Work to complete -
[1] Answer each question using the concert review.
(a) At what time of day did the Yeah Yeah Yeahs play their set?
(b) What was Karen O wearing under her robe?
(c) Which song's chorus was Karen O singing when she stopped to remove a cowl?
[2] Write out the part of the concert review from "At least two" up to and including "to just slay.".
[3] Write what comes next in the concert review, picking up after its last sentence.

Source document -
• • •

At least two problems with the Yeah Yeah Yeahs' just concluding set (as I was walking out of Memorial Stadium, Karen O was dedicating a "love song to Seattle"): 1. It was at 2:30 in the damn afternoon when the band clearly should have been blowing out an evening headlining set, as they did to great effect at Sasquatch. 2. At least from where I was standing (midway back to the left), Nick Zinner's guitar sounded like ass, all muddled and way too quiet and totally hollowed out in the middle range. It might have been the high winds, it might have just been where I was standing, but it sounded pretty bad. And when your band is at its core a drums-guitar-vocals trio, you really need that guitar to just slay.
Still, the band were doing everything just right, putting their all into it, like the pros they are. Karen O came out in a metallic, multi-chromatic robe and during the first song wilted down to the ground then sprang back to life dramatically, with plenty of flourishes of the cape (she is a master of wardrobe). When she removed her robe to great cheers she was wearing some kind of weird, green bodysuit underneath (more photos coming soon). Later, while singing the "take it off" chorus of "Cheated Hearts," Karen O paused to remove some kind of cowl, which maneuver caused her to miss a line or two, which made her break out laughing on the mic a bit, a nice crack in the otherwise totally in-control rock star facade.

• • •

Items -
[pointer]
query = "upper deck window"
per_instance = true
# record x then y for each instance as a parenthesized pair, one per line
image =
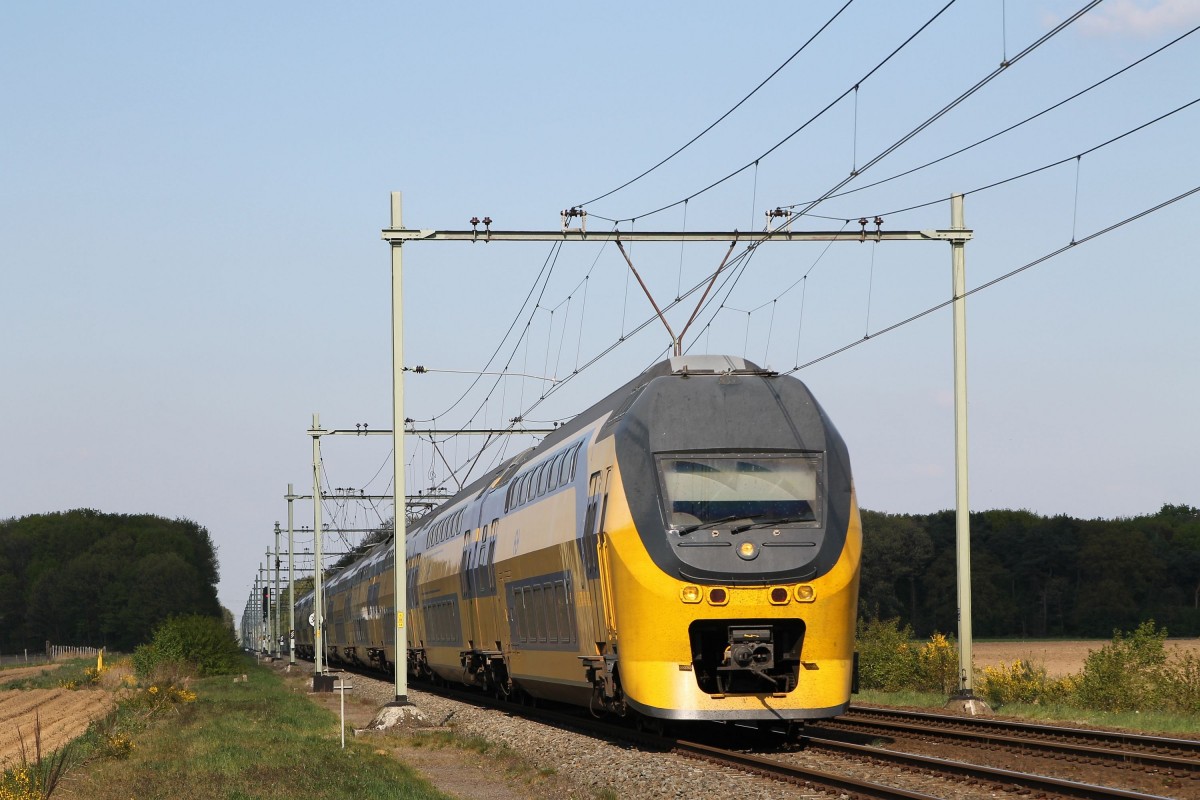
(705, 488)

• • •

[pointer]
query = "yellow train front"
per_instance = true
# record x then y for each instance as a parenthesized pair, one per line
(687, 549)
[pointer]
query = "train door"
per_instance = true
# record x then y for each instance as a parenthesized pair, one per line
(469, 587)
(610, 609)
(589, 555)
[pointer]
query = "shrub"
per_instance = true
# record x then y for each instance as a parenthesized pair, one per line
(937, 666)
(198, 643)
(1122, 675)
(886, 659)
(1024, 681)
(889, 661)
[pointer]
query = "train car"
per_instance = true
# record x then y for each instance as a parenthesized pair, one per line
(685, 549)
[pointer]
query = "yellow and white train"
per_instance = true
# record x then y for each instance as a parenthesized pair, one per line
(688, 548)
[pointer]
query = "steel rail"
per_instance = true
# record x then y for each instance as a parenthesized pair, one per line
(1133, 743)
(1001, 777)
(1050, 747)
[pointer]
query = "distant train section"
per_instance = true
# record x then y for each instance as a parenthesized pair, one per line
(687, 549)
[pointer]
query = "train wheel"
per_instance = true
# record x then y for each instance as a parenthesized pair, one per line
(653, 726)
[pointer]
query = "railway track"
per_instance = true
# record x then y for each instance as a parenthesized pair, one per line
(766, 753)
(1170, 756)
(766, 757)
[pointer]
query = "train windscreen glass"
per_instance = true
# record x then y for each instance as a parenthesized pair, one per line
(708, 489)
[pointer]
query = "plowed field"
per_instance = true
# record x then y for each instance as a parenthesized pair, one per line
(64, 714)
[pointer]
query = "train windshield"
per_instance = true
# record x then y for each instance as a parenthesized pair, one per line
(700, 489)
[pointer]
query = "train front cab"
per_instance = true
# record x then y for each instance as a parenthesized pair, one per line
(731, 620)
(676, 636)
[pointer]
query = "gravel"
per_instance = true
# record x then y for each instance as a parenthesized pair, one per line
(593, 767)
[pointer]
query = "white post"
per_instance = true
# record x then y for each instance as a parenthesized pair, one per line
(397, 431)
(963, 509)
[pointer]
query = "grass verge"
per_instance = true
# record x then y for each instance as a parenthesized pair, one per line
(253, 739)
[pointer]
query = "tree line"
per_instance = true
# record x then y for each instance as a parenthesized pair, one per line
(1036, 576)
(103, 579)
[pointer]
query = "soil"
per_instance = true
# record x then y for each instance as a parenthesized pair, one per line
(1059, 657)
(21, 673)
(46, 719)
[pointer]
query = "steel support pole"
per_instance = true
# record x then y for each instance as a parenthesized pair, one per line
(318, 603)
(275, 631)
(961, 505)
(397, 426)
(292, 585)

• • •

Task-by-task outputs -
[1]
(a) 2:30 in the afternoon.
(b) A weird, green bodysuit.
(c) "Cheated Hearts."

[2]
At least two problems with the Yeah Yeah Yeahs' just concluding set (as I was walking out of Memorial Stadium, Karen O was dedicating a "love song to Seattle"): 1. It was at 2:30 in the damn afternoon when the band clearly should have been blowing out an evening headlining set, as they did to great effect at Sasquatch. 2. At least from where I was standing (midway back to the left), Nick Zinner's guitar sounded like ass, all muddled and way too quiet and totally hollowed out in the middle range. It might have been the high winds, it might have just been where I was standing, but it sounded pretty bad. And when your band is at its core a drums-guitar-vocals trio, you really need that guitar to just slay.

[3]
It was a pretty slow-building set, never really hitting a peak until seven songs in, when the band played "Zero." It was the first song where the sound really felt dialed in right (notably, it was the first song they played that depended almost entirely on synths rather than guitar), with its tense, bass-rich synth arpeggio. Karen O came out wearing the leather jacket with "KO" on the back from the music video, and she kicked the song off by cheering, "party time, excellent, Seattle!" Which I guess makes Brian Chase her (with you as always) Garth Algar. As the song hit its climatic chorus, confetti shot out over the crowd, and a stagehand rolled a pair of giant, inflated eyeballs (matching the one floating behind Chase's drum kit) out over the crowd, which spent hte rest of the set bouncing them around like enormous beach balls (I hear three members of the Residents had to be killed to make those props). "Here's a real old one," she said, introducing "Miles Away."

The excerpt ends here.